Yo, aunque ustedes no lo crean, nunca fui un alumno ejemplar; tanto es así que repetí octavo de EGB. En mi casa, la verdad sea dicha, no había libros por encima de las mesas, ni periódicos arrugados en las bolsas de la basura; ni tan siquiera tuve primos arquitectos, médicos o abogados. Mi familia era – y es – una familia de orígenes humildes. Gente pobre – como diría mi abuelo si levantara la cabeza – pero trabajadora y honesta como ninguna. A pesar de la escasa cultura que reinaba en los intramuros de la casa, mi padre siempre admiraba – y admira – a la gente con estudios. La admiraba, cierto, porque por circunstancias de la vida – que diría el maestro Gasset si nos oyera -, desde muy jovencito, tuvo que "menar" para ganarse el pan de los suyos. "Menar" es una palabra muy común entre los vecinos de mi pueblo. Significa – en la jerga de Callosa – dar vueltas a la "Mena" para elaborar los hilos del cáñamo, materia prima de las alpargatas. El cáñamo fue la industria "buque insignia" del municipio. Cuentan las lenguas del ayer, que el cáñamo daba de comer a miles de familias callosinas en la Hispania del Caudillo. Así, tanto mi padre como casi toda su generación, el que más y el que menos, tiene callos en las plantas de las manos, de tantas vueltas y vueltas que le dieron a la "Mena". Eran tiempos de hambre y miseria donde la preocupación de la gente no era si subía o bajaba la prima de riesgo; o si la deuda pública se pagaba o se alargaba; ni tan siquiera preocupaba si votar a Pedro Pablo Iglesias. Lo que de verdad preocupaba a esa gente, de las tripas del franquismo, era que sus pulmones no enfermaran ante los ojos de la "Mena".

Extractos de datos:

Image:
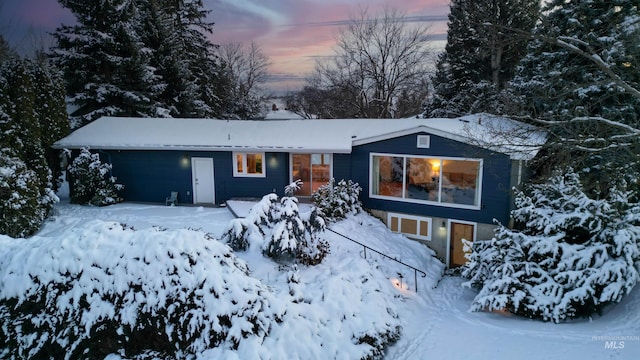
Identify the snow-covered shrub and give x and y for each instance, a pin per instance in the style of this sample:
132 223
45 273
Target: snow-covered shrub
23 208
278 228
259 221
91 183
103 288
314 248
338 200
288 231
570 256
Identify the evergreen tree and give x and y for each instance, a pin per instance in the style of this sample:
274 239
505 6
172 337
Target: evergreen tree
26 190
581 78
569 255
106 66
193 83
288 233
91 182
481 54
141 58
51 112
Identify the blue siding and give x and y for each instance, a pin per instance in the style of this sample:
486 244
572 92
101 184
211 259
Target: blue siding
495 183
149 176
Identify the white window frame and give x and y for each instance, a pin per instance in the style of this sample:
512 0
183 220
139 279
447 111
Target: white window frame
244 173
322 157
427 202
418 219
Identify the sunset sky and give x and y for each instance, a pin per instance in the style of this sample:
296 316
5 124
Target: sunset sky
293 33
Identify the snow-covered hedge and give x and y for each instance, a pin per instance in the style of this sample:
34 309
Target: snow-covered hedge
337 200
104 288
570 255
278 228
91 183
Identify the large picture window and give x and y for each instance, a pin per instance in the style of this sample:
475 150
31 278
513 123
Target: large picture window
426 179
248 164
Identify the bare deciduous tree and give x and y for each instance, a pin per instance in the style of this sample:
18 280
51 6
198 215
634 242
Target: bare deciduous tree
376 59
248 66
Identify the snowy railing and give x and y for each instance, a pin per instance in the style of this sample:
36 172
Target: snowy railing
415 271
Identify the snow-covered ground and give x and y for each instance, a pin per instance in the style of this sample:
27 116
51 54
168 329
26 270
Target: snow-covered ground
435 321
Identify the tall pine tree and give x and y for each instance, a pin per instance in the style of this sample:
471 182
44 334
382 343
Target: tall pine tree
581 77
481 54
106 66
140 58
26 190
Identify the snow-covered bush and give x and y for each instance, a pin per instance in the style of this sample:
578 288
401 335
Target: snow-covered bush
278 228
22 206
569 256
91 183
261 217
103 288
338 200
314 248
288 231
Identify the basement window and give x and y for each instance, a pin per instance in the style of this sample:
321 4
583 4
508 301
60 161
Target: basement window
413 226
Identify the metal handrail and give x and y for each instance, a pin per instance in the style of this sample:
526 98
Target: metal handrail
415 271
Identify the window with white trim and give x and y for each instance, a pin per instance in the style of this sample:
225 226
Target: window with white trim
445 181
413 226
248 164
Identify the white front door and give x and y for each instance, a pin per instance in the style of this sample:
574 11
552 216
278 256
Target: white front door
203 185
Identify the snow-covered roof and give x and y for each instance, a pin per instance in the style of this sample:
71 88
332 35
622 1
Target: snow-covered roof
336 136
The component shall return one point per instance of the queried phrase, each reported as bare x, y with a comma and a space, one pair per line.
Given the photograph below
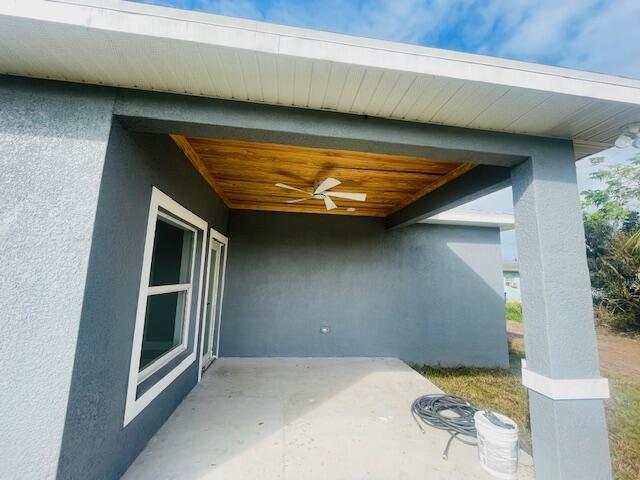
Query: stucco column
569, 436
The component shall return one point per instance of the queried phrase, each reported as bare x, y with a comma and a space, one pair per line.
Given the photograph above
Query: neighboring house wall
53, 139
511, 286
95, 444
427, 293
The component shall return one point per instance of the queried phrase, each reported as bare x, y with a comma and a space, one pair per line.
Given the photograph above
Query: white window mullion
160, 289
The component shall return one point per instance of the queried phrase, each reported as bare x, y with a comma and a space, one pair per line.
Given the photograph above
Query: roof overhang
473, 218
147, 47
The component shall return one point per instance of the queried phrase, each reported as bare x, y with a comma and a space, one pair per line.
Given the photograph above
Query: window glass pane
171, 260
163, 325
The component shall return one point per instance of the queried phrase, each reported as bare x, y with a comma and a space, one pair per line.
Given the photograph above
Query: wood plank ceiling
245, 174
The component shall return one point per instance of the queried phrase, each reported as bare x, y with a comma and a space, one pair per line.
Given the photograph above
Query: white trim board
133, 405
214, 235
148, 47
565, 389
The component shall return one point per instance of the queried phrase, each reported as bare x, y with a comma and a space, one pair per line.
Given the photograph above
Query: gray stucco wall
426, 294
53, 139
95, 444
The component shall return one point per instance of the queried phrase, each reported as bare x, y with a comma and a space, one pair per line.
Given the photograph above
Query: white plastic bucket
497, 446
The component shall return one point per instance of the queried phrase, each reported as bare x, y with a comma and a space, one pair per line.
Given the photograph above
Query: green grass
514, 311
501, 390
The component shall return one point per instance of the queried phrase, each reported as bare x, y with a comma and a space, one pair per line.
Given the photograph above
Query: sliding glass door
213, 306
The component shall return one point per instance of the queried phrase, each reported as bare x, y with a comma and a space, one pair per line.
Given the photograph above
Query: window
169, 292
166, 328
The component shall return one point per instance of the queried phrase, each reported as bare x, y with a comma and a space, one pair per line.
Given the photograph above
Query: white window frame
214, 236
191, 222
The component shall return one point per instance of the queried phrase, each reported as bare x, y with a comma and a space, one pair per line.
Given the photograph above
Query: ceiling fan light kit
322, 192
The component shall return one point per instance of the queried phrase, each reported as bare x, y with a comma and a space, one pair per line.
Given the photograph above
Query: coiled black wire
446, 412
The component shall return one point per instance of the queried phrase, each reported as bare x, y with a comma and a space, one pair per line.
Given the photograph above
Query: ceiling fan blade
358, 197
329, 203
326, 184
289, 187
299, 200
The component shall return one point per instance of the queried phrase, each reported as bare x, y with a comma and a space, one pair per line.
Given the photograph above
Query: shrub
616, 282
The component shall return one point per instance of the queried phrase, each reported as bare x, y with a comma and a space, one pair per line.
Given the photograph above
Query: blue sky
595, 35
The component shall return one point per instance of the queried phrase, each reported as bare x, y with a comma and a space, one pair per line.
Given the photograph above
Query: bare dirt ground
619, 355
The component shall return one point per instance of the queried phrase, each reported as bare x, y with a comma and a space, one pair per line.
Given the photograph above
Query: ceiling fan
321, 192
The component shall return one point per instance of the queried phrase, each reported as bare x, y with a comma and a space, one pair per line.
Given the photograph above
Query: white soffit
473, 218
156, 48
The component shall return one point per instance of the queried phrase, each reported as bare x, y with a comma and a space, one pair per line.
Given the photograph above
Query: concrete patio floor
304, 418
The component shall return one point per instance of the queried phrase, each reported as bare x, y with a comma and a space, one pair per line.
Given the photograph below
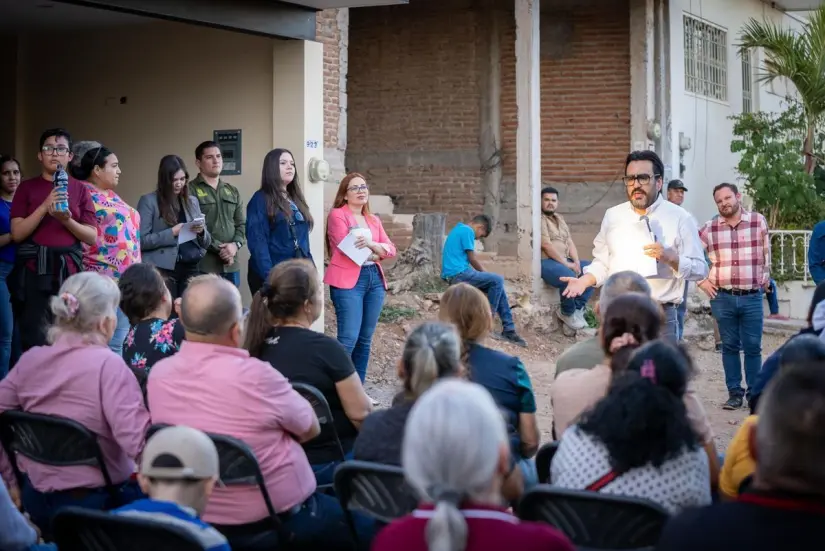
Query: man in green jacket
223, 210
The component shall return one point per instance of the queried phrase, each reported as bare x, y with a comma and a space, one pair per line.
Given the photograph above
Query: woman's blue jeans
357, 311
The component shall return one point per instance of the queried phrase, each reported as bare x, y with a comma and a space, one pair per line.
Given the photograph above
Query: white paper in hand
347, 246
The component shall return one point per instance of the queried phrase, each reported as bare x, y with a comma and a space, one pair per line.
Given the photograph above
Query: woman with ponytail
279, 331
456, 456
638, 441
431, 353
504, 376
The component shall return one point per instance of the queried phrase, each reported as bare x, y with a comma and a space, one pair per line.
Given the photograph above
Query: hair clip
648, 371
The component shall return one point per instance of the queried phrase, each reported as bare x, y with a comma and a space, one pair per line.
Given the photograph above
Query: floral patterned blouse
150, 341
118, 235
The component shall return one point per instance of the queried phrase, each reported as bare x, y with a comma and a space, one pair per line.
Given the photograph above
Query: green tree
798, 57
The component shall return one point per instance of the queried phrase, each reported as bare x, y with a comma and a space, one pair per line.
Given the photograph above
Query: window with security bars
706, 59
747, 82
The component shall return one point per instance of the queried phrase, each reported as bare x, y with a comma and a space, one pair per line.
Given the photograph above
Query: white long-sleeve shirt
673, 226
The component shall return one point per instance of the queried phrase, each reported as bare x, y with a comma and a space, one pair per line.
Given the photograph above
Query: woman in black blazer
163, 214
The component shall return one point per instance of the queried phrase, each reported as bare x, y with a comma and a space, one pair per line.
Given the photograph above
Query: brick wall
413, 114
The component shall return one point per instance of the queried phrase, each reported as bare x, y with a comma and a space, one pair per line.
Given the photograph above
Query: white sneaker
572, 321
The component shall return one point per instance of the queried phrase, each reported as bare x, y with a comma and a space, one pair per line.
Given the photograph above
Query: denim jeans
552, 271
671, 328
122, 329
773, 300
319, 523
740, 320
680, 313
7, 324
493, 286
43, 506
357, 311
232, 277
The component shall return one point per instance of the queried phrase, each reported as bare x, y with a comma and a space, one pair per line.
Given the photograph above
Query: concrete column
528, 139
298, 124
642, 72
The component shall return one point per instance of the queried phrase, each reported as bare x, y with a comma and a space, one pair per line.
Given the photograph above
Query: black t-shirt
306, 356
382, 434
759, 521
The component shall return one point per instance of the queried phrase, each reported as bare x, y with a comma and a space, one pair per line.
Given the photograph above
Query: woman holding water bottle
49, 221
118, 243
356, 284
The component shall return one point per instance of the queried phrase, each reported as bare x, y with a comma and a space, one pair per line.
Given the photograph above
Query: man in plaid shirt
739, 249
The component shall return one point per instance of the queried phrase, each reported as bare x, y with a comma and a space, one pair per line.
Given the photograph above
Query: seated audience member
638, 441
739, 464
431, 353
16, 532
560, 258
588, 353
504, 376
147, 302
78, 377
215, 386
460, 265
455, 456
178, 472
279, 332
816, 323
629, 321
784, 507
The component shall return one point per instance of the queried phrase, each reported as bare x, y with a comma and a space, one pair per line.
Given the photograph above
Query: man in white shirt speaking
672, 239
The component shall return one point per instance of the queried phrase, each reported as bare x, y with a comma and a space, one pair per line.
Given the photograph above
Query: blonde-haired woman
456, 456
78, 377
432, 352
357, 290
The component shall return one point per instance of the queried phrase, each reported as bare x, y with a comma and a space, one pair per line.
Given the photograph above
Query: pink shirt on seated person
89, 384
223, 390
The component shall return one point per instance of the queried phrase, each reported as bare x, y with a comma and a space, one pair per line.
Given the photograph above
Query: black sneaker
734, 402
514, 338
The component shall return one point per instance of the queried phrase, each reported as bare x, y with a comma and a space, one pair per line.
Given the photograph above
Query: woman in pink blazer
357, 292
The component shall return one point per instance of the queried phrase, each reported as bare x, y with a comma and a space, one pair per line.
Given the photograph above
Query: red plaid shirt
740, 256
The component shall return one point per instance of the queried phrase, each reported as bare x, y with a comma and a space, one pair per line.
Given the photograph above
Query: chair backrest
237, 464
50, 440
544, 458
378, 490
594, 520
324, 414
78, 529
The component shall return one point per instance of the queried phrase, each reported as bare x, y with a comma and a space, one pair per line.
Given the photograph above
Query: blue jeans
43, 506
122, 329
232, 277
680, 313
740, 320
7, 325
552, 271
773, 300
357, 311
493, 287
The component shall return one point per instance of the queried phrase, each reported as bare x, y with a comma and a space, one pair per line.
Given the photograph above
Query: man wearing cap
178, 472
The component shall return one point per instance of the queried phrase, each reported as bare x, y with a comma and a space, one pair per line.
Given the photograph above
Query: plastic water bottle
61, 183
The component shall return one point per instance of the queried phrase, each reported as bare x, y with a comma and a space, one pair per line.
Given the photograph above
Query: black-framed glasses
55, 149
643, 179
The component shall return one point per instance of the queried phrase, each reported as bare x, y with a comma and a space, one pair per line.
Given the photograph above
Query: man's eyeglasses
642, 179
55, 149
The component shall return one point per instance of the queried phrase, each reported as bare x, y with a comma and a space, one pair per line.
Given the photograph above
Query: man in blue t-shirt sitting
459, 264
178, 472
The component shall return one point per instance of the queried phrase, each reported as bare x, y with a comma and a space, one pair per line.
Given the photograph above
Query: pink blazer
342, 272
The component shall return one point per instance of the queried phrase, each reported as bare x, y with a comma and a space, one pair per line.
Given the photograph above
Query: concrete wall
706, 122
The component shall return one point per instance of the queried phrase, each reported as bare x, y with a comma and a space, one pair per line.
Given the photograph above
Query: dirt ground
540, 359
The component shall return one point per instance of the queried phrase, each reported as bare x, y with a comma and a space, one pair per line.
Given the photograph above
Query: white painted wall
706, 122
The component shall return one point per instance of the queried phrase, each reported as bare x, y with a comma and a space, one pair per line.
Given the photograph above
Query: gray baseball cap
177, 453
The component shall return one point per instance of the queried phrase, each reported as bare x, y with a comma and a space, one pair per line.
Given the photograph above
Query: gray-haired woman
456, 457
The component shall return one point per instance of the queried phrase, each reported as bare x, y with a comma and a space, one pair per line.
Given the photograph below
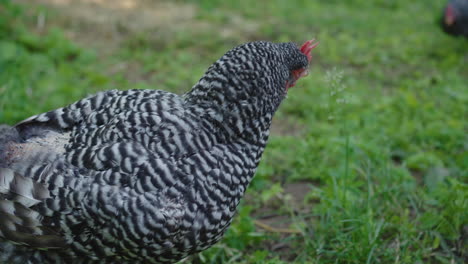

Qué se pide: Prosigue el relato sobre el cáñamo y la «Mena» en Callosa a partir de su última frase. Los datos no hacen falta para nada.

Respuesta esperada:
Todos los domingos, mi suegro – un octogenario de sangre republicana – me cuenta cómo los suyos lucharon ante los avatares de la guerra. Tanto él como su padre tuvieron que emigrar, desde muy jovencitos, a las tierras de Granada. Me cuenta, que en aquellos años - de la España en blanco y negro, de curas y manguillos -, no era raro el día que pasaran ataúdes por las orillas del Genil. Ataúdes blancos con cadáveres infantiles, casi todos fallecidos en las frías noches de enero. La vida, me cuenta mi suegro: era – y es – un camino de rosas para unos pocos, y una senda de espinas para los pobres, la mayoría. Algunos domingos, después de comer, cuando él mira las sobras en los platos, nos suele decir aquello de: "¡como se nota que no habéis pasado hambre en tiempos de la guerra!". Y a partir de ahí, nos cuenta – una y otra vez – lo que él y su padre hacían para comer en la España del Caudillo. Nos cuenta que había días que comían pieles de patatas con pan y medallones. Los medallones eran las huellas que dejaban las boquillas de las botellas de aceite en el pan cuando eran golpeadas para extraer sus últimas gotas; lo mismo que hacen, ahora, los jóvenes con el Ketchup cuando comen en el McDonald's. Me cuenta mi suegro lo mal que lo pasaron cuando él y los suyos fueron a París en búsqueda de trabajo. Sin saber ni pío de francés, sin cultura y con telarañas en los bolsillos; no os podéis ni imaginar – cito sus palabras – lo que costaba a una familia de analfabetos comer un plato de fideos en los suburbios parisinos.